Records shown:
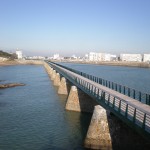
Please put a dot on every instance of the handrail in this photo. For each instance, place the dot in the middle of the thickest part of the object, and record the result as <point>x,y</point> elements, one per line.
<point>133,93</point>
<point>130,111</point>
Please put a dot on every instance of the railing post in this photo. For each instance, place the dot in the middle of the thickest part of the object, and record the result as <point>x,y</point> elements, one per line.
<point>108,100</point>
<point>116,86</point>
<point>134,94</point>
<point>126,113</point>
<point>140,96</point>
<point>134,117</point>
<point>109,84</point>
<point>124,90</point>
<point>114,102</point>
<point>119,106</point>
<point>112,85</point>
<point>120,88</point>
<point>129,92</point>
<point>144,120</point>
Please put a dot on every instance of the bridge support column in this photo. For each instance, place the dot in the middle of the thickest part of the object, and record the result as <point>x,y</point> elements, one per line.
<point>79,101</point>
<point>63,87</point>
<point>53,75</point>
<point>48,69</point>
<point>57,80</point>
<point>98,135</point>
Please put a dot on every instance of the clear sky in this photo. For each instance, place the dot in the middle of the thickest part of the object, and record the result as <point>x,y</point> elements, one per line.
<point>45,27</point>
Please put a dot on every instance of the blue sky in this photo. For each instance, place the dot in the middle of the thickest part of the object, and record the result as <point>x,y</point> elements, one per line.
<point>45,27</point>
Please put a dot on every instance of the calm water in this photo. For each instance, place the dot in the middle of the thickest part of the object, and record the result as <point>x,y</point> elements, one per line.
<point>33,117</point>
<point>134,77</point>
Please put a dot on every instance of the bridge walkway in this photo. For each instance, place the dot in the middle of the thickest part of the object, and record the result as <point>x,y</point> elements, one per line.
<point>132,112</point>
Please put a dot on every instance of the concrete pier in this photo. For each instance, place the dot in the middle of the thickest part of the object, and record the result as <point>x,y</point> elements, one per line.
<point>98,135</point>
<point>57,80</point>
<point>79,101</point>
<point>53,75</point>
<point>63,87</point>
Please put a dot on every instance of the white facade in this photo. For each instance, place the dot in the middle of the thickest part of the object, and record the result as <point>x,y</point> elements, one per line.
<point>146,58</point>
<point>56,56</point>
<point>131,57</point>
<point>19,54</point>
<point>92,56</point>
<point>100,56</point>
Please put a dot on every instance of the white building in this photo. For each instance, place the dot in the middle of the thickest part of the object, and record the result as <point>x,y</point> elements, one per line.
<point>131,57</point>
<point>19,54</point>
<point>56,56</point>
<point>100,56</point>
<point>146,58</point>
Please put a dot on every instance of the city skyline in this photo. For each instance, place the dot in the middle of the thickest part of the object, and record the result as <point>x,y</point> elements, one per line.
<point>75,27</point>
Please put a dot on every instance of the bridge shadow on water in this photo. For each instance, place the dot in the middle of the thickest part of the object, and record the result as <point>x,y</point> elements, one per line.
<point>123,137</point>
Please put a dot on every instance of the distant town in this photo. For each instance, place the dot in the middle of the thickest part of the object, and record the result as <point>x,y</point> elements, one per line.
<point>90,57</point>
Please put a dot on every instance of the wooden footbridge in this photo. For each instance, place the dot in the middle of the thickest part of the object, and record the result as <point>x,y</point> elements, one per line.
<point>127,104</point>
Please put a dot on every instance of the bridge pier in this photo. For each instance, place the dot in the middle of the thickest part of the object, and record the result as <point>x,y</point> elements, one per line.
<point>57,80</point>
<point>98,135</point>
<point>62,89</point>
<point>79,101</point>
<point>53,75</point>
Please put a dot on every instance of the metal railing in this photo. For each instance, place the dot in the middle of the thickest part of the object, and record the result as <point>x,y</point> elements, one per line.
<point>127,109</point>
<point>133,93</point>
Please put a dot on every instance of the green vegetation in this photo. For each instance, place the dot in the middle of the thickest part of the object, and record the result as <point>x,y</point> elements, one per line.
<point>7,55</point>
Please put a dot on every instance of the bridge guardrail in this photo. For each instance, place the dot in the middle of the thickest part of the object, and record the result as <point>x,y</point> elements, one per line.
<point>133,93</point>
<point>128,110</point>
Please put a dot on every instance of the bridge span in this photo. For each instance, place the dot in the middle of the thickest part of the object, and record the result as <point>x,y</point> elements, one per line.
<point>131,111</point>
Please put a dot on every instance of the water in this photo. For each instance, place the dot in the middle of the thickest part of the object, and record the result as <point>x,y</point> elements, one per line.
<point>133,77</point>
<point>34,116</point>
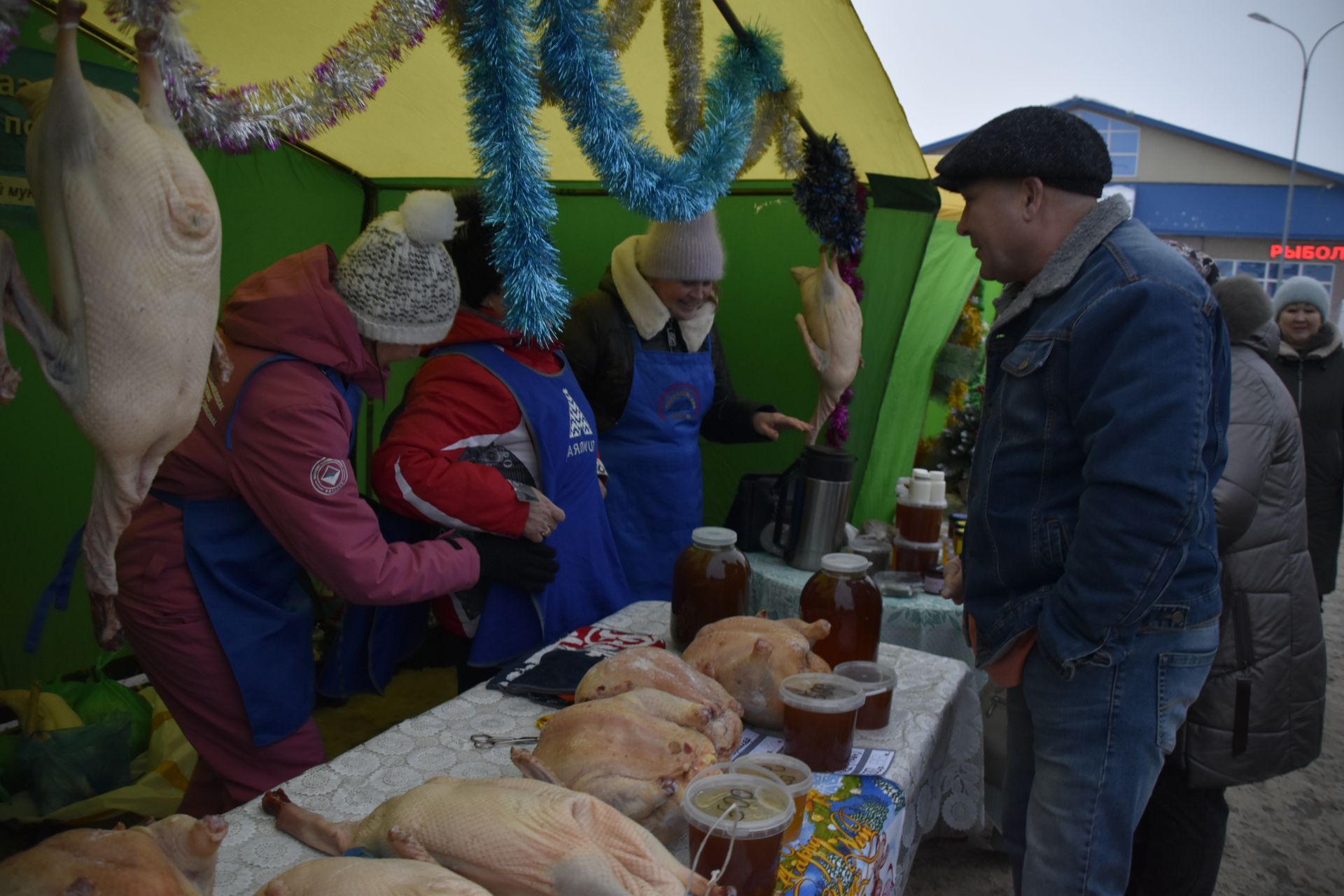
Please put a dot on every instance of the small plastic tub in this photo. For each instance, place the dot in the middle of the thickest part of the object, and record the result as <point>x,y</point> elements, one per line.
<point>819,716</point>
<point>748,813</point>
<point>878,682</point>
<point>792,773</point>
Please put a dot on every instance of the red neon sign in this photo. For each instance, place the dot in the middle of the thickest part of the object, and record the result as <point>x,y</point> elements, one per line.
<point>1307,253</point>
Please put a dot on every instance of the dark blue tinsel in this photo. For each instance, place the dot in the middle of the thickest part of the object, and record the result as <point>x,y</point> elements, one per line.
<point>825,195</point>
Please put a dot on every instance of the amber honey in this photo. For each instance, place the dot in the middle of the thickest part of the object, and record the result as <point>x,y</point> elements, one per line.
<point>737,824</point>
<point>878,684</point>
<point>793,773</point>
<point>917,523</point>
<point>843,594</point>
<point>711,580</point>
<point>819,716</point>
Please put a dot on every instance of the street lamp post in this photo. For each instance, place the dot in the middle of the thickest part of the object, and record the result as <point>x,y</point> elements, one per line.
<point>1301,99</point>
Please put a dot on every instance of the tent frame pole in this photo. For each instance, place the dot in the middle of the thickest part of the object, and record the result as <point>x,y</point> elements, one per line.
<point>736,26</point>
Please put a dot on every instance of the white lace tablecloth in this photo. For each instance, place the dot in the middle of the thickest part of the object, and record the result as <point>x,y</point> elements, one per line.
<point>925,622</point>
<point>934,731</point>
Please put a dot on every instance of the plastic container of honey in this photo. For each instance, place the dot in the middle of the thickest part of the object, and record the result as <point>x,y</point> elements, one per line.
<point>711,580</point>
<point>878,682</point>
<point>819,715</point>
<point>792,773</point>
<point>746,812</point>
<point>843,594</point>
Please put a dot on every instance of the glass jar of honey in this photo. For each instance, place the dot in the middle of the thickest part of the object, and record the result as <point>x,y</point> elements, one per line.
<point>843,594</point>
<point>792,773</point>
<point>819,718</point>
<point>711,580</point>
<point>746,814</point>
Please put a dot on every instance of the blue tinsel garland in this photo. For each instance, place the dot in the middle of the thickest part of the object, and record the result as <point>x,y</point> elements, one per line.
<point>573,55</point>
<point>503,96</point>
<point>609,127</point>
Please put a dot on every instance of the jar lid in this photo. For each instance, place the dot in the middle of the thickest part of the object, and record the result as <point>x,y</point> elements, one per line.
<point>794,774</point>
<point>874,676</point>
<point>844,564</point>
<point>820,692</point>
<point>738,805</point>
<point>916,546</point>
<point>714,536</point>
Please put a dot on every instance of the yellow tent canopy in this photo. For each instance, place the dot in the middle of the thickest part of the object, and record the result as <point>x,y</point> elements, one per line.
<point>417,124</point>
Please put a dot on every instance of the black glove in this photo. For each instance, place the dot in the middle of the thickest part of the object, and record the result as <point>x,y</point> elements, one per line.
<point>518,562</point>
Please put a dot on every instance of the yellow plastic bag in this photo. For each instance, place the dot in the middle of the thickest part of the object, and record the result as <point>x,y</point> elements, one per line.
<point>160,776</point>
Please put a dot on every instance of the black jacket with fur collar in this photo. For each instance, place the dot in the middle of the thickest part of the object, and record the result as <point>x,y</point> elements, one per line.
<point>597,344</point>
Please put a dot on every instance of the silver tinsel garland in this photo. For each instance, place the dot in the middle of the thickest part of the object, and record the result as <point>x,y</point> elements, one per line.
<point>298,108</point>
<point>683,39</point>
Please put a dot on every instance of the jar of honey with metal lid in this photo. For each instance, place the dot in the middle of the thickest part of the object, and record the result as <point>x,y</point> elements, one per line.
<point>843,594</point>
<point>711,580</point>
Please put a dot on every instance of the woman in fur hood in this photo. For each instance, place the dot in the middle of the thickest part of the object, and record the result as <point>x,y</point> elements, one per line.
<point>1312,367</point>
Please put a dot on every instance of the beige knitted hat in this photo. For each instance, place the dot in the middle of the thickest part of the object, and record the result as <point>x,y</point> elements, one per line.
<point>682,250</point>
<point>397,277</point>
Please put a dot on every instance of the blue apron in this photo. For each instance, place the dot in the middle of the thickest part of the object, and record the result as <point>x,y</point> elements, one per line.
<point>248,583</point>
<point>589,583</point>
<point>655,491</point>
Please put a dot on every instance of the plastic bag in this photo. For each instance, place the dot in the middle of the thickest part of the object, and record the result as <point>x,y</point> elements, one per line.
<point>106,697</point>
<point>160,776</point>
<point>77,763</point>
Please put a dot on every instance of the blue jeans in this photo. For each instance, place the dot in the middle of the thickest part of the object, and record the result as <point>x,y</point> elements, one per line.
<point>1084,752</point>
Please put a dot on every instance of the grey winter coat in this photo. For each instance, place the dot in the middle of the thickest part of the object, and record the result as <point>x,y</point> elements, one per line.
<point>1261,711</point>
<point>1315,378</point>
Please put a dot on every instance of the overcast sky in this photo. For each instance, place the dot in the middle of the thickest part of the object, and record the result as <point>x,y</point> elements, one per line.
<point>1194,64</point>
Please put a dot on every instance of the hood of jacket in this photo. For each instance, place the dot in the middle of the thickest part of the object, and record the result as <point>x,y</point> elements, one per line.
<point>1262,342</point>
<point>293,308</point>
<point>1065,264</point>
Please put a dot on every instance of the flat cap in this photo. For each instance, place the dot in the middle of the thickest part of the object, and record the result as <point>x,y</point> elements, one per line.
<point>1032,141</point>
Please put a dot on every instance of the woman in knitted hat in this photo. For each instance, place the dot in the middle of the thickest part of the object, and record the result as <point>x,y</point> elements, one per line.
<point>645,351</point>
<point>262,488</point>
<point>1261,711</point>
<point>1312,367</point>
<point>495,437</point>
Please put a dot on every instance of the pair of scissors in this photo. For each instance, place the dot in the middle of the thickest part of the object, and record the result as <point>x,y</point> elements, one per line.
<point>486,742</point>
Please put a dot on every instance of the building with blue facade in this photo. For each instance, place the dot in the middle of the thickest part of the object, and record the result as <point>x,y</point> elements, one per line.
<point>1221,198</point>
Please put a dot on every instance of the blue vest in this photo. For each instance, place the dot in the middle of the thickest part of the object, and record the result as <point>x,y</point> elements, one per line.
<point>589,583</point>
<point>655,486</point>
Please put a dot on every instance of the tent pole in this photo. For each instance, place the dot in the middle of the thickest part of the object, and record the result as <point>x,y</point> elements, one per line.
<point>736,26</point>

Objective: Reproduce word for word the part of the entries that begins with the line containing "Please put a dot on every instance of the blue vest" and continues through the final line of the entries, including both of those lines.

Result below:
Please put a dot on every instance of the blue vest in this photo. For each instance, place the dot in the middle of the thickest part of the object, and record the result as <point>x,y</point> elements, one per line.
<point>589,583</point>
<point>655,486</point>
Please put a dot on every instance of the tent pole in this photo. For each instance, place the dot in the middle of the thickest part of the object, and record the result as <point>x,y</point> elements, one per line.
<point>736,26</point>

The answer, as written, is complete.